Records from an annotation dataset
--- Begin ---
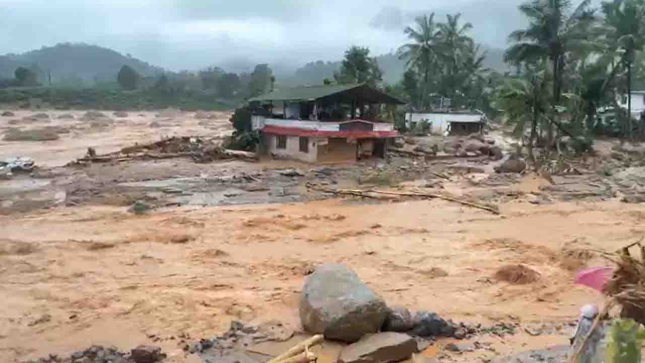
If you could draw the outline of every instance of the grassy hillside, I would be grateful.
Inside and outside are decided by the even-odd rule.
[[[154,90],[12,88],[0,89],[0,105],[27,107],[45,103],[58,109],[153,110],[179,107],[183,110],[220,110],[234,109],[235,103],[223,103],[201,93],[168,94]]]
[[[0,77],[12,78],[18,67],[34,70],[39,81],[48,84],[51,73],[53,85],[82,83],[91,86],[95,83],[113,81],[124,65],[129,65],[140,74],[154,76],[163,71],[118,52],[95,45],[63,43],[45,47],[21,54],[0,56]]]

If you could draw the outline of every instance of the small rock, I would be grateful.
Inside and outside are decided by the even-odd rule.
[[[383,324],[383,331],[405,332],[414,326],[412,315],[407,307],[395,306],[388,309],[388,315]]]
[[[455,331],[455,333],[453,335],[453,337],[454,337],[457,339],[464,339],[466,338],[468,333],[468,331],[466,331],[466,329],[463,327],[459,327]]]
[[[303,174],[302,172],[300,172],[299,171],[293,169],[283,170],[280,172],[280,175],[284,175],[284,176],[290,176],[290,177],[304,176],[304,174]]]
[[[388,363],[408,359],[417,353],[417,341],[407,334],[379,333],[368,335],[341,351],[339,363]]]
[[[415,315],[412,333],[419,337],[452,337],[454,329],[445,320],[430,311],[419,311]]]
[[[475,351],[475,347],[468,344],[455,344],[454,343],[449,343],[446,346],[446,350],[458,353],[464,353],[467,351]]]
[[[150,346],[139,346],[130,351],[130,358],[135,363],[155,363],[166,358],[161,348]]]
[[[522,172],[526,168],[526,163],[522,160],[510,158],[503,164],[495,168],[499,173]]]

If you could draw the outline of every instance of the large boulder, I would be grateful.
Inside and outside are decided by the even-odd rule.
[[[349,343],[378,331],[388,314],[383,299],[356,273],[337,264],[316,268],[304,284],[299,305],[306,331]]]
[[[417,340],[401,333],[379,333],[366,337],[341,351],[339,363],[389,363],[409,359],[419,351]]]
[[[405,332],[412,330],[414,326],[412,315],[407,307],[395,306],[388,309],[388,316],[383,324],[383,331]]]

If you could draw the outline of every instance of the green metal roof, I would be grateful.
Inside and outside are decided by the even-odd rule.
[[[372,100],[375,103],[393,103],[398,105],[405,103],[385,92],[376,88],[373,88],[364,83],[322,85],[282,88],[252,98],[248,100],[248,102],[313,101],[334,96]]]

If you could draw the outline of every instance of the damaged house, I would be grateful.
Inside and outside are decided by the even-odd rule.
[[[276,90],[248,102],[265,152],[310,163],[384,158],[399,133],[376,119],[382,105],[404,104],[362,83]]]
--- End ---
--- Begin ---
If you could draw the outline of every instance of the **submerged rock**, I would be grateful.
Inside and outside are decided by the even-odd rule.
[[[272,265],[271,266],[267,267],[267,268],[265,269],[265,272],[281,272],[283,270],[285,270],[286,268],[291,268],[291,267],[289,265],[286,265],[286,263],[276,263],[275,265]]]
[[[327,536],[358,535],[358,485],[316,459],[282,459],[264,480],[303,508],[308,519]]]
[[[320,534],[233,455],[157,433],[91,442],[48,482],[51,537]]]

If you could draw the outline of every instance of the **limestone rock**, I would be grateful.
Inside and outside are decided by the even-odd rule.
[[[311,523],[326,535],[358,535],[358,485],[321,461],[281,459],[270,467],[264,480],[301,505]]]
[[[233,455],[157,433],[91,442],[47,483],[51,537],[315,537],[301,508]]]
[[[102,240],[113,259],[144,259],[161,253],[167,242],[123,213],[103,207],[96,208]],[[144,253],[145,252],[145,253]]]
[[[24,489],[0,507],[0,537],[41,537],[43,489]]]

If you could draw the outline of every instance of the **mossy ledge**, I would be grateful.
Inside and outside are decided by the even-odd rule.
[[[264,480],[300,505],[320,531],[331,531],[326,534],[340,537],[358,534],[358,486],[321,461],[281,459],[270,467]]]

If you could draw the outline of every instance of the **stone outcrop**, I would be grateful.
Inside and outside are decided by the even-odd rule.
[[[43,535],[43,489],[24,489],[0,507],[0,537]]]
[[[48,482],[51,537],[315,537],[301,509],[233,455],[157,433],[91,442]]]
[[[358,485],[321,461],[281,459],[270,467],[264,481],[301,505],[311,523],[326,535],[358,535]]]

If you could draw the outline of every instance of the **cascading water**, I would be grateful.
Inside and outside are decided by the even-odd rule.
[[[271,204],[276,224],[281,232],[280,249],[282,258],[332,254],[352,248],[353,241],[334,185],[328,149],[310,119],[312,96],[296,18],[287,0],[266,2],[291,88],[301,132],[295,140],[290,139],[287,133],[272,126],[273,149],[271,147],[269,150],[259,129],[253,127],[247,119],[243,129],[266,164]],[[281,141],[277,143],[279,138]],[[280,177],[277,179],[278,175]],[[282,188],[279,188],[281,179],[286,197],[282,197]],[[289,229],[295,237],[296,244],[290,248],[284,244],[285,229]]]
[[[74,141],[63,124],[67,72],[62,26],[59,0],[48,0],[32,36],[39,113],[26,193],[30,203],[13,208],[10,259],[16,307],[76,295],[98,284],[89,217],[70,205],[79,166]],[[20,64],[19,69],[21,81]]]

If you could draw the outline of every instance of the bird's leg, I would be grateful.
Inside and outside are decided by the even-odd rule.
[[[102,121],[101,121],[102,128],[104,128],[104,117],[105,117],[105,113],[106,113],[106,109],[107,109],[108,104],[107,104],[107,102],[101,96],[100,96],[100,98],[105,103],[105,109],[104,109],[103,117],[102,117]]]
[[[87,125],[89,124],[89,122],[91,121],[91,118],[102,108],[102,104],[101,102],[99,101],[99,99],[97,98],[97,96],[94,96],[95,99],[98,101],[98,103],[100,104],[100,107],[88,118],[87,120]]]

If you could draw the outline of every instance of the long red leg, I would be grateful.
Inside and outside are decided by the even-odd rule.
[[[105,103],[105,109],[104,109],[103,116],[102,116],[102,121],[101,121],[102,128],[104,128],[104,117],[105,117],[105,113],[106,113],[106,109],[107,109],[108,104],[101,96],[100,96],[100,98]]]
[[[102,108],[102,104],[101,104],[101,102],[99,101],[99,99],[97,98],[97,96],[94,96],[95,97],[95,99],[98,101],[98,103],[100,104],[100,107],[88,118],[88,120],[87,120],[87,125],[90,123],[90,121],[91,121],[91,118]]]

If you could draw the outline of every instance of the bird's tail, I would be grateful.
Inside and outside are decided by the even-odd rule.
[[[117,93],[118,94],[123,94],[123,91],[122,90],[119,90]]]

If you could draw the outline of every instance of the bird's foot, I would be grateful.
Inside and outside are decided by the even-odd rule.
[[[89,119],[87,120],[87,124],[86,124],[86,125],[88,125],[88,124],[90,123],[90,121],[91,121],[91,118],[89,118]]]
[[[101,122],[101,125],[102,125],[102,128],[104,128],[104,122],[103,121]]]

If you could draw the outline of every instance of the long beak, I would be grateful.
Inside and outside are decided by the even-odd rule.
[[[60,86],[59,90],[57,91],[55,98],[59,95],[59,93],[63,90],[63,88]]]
--- End ---
--- Begin ---
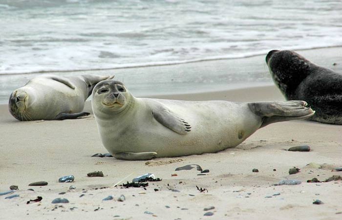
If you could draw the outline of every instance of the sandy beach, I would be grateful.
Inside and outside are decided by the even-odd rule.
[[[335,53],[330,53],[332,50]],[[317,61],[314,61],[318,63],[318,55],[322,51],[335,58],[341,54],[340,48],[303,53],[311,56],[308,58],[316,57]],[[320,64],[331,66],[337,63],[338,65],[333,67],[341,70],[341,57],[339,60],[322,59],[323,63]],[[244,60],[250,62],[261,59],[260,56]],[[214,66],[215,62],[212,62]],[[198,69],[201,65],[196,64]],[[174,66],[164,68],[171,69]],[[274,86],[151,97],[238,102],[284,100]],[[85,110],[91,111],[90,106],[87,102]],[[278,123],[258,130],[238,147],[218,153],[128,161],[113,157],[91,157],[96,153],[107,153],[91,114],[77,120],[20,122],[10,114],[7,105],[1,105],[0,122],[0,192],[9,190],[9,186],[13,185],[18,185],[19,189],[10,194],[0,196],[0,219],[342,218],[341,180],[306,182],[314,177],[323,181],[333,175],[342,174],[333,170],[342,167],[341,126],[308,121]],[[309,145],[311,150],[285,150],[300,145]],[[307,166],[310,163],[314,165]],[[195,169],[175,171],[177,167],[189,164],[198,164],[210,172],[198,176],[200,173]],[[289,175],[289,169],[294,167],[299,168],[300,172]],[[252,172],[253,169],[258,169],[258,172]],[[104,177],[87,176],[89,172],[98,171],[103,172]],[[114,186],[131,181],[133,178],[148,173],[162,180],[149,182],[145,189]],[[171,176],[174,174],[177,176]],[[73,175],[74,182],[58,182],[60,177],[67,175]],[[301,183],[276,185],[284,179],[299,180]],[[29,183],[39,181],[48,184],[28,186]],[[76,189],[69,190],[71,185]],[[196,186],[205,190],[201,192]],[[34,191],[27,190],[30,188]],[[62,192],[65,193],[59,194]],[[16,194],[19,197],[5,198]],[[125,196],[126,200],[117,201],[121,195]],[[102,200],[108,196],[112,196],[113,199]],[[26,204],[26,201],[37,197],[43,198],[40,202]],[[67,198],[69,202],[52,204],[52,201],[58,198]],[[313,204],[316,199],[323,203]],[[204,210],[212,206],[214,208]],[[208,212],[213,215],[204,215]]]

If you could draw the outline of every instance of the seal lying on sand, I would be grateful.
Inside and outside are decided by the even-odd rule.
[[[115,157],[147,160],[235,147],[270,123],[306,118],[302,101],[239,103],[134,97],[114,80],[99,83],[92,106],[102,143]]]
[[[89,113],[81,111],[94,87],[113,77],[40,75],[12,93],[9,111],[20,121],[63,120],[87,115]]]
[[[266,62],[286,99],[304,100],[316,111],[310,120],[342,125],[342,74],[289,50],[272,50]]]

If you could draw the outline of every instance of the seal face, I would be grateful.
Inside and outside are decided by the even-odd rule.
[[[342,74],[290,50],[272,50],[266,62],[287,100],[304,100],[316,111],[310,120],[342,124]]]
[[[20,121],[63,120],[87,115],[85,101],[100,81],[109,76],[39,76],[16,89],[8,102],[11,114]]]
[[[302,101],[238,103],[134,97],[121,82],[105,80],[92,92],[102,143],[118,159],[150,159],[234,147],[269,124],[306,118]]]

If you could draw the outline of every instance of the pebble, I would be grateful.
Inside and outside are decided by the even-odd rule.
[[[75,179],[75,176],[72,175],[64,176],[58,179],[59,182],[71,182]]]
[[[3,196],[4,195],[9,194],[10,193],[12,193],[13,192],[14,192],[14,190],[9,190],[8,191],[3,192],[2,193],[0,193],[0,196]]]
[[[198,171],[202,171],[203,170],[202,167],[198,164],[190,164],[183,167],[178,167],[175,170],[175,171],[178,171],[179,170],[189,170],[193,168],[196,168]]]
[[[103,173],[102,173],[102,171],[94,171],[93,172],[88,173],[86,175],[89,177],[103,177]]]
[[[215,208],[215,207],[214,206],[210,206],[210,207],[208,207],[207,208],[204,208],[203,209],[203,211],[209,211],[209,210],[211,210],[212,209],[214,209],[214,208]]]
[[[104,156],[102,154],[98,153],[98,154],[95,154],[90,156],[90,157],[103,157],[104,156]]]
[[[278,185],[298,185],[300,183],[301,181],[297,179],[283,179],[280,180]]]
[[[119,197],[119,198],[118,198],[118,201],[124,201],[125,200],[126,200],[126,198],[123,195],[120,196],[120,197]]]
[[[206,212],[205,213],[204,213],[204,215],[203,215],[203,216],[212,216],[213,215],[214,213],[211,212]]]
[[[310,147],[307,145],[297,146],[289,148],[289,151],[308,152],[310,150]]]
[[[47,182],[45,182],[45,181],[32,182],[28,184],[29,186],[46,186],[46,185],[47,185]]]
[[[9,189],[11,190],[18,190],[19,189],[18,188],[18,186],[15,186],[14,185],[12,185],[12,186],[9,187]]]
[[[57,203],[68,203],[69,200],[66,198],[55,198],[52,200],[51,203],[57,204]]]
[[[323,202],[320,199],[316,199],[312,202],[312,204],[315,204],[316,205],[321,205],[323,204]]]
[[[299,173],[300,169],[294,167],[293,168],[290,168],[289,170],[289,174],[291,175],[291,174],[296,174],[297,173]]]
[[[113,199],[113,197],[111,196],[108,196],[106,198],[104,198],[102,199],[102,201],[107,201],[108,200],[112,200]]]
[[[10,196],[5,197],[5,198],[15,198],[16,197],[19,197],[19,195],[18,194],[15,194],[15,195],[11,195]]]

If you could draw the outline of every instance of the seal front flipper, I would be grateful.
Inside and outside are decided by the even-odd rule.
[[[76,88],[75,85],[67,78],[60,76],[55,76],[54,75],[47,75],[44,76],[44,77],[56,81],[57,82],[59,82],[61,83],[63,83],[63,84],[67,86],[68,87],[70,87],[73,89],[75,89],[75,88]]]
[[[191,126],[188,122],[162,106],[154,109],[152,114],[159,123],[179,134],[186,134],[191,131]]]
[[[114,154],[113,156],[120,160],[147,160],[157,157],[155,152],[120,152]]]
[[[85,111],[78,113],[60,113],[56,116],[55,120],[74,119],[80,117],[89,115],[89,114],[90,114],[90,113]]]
--- End ---
- _Job_: List every line of the records above that contains the string "long", copying each such line in full.

- _The response_:
If you could draw the outline of every instance of the long red leg, I would be grateful.
If you could draw the outline of every instance of the long beak, I would be grateful.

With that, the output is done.